• _EXERCISE DESCRIPTION_:
Print, word for word, the lines of the items below, from the line that contains "of the vase" through the last line of the items, both included.

• _SUPPLIED DATA_:
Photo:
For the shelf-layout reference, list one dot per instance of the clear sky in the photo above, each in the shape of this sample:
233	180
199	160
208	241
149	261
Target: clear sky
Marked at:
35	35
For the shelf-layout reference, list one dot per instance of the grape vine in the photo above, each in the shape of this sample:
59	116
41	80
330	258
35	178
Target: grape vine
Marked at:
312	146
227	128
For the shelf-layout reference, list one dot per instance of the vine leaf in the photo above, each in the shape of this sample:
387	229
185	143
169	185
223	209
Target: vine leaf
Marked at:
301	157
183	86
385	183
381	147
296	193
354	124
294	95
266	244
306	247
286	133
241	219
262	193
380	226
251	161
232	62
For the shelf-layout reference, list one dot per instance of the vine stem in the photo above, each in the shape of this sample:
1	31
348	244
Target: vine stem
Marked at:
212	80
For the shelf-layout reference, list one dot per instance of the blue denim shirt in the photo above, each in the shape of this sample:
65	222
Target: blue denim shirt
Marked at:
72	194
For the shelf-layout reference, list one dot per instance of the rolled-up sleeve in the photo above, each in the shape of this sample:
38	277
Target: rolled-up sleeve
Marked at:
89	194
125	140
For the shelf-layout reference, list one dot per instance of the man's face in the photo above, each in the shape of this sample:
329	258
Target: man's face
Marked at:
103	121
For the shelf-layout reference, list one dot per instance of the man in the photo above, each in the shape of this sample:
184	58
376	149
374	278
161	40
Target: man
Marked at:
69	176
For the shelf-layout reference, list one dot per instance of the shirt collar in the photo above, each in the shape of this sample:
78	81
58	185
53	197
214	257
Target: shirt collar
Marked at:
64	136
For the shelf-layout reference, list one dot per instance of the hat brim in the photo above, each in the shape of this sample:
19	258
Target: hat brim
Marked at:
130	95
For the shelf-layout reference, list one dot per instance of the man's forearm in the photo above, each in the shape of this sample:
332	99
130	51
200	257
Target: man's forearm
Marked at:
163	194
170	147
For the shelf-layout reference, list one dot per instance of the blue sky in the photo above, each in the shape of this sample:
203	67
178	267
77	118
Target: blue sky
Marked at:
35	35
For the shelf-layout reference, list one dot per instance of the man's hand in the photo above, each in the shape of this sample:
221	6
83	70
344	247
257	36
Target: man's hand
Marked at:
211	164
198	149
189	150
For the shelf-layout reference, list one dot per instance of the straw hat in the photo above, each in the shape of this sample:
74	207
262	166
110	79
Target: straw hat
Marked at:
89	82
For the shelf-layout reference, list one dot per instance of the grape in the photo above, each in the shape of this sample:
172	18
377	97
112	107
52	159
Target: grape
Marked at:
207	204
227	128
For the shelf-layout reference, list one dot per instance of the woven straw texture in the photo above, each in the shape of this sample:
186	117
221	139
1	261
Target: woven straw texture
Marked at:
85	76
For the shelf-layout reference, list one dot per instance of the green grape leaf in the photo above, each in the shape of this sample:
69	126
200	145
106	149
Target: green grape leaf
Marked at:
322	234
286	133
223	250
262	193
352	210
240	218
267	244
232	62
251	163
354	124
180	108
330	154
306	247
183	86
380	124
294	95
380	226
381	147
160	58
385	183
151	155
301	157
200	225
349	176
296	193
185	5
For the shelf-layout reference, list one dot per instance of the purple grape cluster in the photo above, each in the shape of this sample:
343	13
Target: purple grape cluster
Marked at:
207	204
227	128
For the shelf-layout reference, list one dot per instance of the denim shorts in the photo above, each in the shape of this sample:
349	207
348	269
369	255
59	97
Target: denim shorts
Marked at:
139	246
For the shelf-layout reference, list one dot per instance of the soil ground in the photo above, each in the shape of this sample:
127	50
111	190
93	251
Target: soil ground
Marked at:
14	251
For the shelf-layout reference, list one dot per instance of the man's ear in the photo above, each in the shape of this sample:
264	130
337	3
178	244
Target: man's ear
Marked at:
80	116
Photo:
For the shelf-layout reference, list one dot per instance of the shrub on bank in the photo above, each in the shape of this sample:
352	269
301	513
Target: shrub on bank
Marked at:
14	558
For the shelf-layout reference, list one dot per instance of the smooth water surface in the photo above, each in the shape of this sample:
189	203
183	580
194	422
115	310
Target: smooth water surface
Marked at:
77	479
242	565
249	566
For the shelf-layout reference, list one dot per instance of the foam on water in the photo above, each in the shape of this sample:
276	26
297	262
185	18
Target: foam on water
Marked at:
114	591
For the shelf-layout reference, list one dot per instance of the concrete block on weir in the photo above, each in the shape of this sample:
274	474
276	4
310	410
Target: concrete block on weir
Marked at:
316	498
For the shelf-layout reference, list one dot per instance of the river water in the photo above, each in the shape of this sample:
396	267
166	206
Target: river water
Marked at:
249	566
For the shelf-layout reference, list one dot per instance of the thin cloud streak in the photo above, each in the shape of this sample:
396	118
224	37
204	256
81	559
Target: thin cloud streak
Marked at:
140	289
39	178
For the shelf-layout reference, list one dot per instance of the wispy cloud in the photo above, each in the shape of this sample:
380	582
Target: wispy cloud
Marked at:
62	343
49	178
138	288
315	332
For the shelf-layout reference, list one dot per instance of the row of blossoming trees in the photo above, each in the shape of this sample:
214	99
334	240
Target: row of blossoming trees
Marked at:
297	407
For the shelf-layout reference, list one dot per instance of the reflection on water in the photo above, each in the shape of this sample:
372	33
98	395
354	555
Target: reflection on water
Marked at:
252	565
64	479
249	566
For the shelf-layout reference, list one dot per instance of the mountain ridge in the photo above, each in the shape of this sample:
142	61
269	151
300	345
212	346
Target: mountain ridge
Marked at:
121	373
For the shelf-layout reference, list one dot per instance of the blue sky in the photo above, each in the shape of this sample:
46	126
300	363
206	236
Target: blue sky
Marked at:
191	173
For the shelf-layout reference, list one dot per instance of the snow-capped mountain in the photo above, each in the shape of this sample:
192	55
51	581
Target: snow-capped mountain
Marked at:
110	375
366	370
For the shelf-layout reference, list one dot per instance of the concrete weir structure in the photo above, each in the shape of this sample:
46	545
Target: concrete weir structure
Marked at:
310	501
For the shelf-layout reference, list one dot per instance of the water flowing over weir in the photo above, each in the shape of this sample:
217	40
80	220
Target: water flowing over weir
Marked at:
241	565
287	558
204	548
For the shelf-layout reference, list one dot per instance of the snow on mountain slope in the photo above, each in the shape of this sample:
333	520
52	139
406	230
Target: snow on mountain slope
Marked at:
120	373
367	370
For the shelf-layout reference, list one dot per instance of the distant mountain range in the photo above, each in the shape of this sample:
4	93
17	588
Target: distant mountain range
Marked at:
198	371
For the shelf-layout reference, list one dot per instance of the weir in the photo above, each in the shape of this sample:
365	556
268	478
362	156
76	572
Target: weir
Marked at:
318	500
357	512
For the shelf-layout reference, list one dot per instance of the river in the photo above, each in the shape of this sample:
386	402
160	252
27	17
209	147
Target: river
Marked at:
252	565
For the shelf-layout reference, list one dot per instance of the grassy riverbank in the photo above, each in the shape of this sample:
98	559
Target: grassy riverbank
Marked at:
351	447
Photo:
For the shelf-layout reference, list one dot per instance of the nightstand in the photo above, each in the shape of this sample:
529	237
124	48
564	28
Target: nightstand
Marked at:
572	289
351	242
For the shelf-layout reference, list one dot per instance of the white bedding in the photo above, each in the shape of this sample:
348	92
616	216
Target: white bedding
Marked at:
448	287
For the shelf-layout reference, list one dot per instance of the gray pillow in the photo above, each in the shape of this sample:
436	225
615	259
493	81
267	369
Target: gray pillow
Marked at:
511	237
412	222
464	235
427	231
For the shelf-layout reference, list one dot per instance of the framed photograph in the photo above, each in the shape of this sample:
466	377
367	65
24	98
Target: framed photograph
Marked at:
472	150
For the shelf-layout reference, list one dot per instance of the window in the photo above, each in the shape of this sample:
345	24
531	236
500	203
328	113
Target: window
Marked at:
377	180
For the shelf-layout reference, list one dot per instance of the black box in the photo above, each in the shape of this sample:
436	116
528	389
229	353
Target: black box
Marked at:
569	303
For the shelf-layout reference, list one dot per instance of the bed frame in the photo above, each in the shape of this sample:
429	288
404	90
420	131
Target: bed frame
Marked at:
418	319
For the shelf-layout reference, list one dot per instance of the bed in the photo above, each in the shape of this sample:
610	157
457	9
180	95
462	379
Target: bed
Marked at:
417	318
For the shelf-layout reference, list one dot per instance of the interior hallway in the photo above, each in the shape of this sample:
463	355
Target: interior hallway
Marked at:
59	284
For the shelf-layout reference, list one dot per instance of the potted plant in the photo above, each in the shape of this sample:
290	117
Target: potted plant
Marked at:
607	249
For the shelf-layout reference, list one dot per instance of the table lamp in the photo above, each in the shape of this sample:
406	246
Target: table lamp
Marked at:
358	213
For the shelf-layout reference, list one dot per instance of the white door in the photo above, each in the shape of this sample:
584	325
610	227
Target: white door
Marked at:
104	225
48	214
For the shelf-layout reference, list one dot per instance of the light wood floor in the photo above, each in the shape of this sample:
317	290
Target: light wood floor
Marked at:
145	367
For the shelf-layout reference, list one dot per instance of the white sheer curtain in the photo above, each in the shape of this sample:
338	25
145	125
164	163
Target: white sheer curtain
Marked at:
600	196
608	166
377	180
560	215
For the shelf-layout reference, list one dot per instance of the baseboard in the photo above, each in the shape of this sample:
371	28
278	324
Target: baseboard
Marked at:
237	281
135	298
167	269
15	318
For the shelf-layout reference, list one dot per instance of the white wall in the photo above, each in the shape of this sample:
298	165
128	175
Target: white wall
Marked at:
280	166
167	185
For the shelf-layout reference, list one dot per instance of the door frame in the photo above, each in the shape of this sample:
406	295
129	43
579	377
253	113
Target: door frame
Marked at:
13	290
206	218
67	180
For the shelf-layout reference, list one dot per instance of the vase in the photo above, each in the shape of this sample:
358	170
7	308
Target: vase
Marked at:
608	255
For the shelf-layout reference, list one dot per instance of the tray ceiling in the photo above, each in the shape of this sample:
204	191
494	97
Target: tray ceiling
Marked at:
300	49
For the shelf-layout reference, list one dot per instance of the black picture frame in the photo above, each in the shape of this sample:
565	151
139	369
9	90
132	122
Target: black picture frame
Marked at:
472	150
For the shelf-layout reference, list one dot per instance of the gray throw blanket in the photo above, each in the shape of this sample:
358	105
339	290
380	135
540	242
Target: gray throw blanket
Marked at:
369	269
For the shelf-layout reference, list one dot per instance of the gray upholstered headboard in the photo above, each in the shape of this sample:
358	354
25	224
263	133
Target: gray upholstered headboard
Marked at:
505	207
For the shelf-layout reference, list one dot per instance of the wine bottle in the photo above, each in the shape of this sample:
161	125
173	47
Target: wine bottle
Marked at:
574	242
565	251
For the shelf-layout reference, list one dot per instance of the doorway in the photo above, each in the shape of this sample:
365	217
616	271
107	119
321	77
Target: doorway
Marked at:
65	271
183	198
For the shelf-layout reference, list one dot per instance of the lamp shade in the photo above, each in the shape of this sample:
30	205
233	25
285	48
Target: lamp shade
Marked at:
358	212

• _FINISHED TASK_:
For the shelf-layout reference, list one dot per instance of the vase in the photo above, each in the shape of this sample:
358	170
7	308
Target: vase
Marked at:
608	255
For the shelf-layout reference, list one dot per instance of the tray ceiling in the photo above, each in the shape of this sample:
204	191
494	97
Target: tray ceiling
Marked at:
300	49
For the shelf-layout reference, list one dot per instance of the black picture frame in the photo above, each in the shape of this sample:
565	151
139	369
9	90
132	122
Target: black picture frame
Marked at:
472	150
For the shelf-layout reference, list one dot per instance of the gray throw blanket in the photo above, each in the shape of this sample:
358	105
339	290
380	135
540	242
Target: gray throw blanket
Marked at:
369	269
For the shelf-layout reference, list one dot per instance of the gray upholstered headboard in the photo above, each in the shape of this sample:
358	354
25	224
263	133
Target: gray upholstered headboard
Marked at:
505	207
For the shelf-layout reference, list one dot per instance of the wine bottle in the photo above, each in the shape of this sample:
161	125
173	47
Target: wine bottle
Marked at:
574	242
565	251
For the shelf-layout reference, list one dot per instance of the doorway in the photo above, each in the shape of this sample:
365	217
616	271
107	119
321	77
Target: doorway
Marked at:
65	271
183	198
For the shelf-layout reference, list one dot per instance of the lamp shade in the photo above, each in the shape of this sample:
30	205
233	25
285	48
Target: lamp shade
Marked at:
358	212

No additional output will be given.